◆ DIRECTIONS:
Please quote only the lines that start at the one with "Target: road marking line" and go on to the last line of the data, both ends kept.

◆ DATA SECTION:
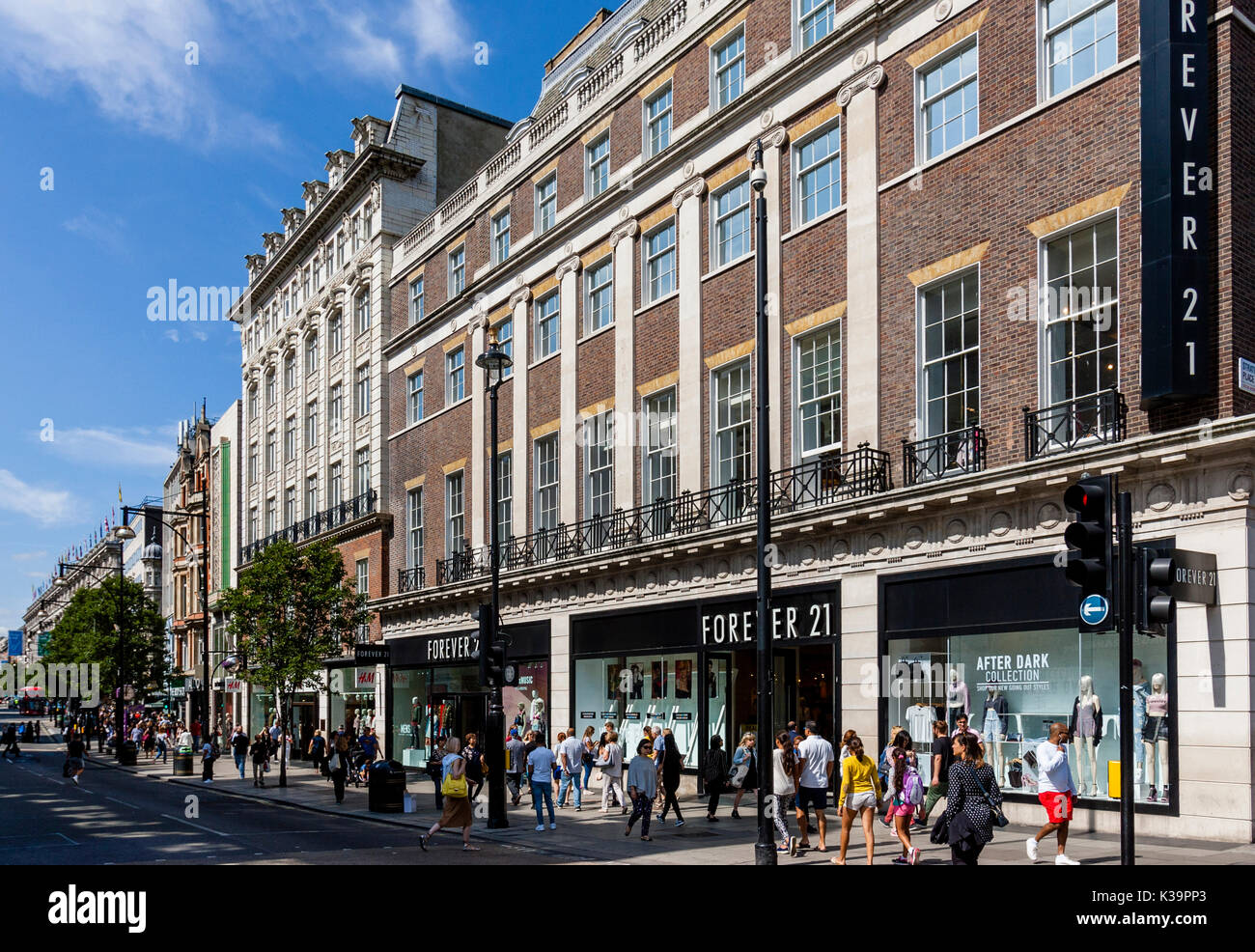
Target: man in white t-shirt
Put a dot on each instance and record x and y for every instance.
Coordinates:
(1057, 793)
(816, 763)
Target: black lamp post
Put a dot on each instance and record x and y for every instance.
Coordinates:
(494, 363)
(765, 849)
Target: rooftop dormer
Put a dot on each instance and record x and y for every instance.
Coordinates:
(368, 130)
(293, 218)
(313, 193)
(338, 161)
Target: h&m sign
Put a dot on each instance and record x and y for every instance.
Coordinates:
(1178, 197)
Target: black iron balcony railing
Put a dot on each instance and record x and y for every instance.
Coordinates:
(1099, 417)
(326, 520)
(410, 579)
(860, 472)
(945, 455)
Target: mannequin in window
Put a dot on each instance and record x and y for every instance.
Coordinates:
(957, 698)
(1155, 738)
(992, 727)
(1086, 730)
(1140, 692)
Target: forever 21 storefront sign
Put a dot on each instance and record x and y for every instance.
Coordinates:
(794, 618)
(1178, 188)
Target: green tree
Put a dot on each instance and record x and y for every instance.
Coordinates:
(290, 610)
(88, 633)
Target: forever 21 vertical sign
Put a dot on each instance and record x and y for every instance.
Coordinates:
(1178, 188)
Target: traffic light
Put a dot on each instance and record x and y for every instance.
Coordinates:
(1154, 603)
(481, 652)
(1090, 549)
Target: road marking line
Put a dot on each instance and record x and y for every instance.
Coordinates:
(205, 829)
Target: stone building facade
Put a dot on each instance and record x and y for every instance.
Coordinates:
(314, 318)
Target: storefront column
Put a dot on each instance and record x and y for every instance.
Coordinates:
(569, 447)
(1213, 684)
(860, 660)
(623, 241)
(383, 727)
(560, 675)
(688, 238)
(519, 470)
(860, 100)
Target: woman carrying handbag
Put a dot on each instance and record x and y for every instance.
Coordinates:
(457, 798)
(973, 804)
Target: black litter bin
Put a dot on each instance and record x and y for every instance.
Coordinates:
(385, 793)
(128, 754)
(183, 763)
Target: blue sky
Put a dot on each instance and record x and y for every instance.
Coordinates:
(166, 170)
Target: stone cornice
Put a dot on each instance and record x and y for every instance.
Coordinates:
(693, 188)
(871, 78)
(570, 266)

◆ OUTPUT:
Target: road marking line
Put a dot on each instance and record x and y for every instance.
Coordinates:
(205, 829)
Target: stone building facade
Put a dot on each instance and record x and y for every instance.
Coordinates:
(314, 318)
Target: storefront column
Put a dot on each instance and record x and y for every instance.
Coordinates:
(569, 447)
(1213, 684)
(860, 660)
(623, 241)
(383, 727)
(560, 675)
(688, 238)
(519, 470)
(860, 100)
Target: woman carrying handbag
Put a dot on each instance and record x and y for every instance.
Coordinates:
(457, 798)
(973, 804)
Target: black litter bin
Put a dot on each instance and record x and y for every instance.
Coordinates:
(385, 793)
(128, 754)
(183, 763)
Target: blue sky
Put a dot on each instance and record x and y for every instance.
Coordinates:
(166, 170)
Target: stone cornice
Put a dot on each instance and record x and y for every instance.
Coordinates:
(693, 188)
(871, 78)
(570, 266)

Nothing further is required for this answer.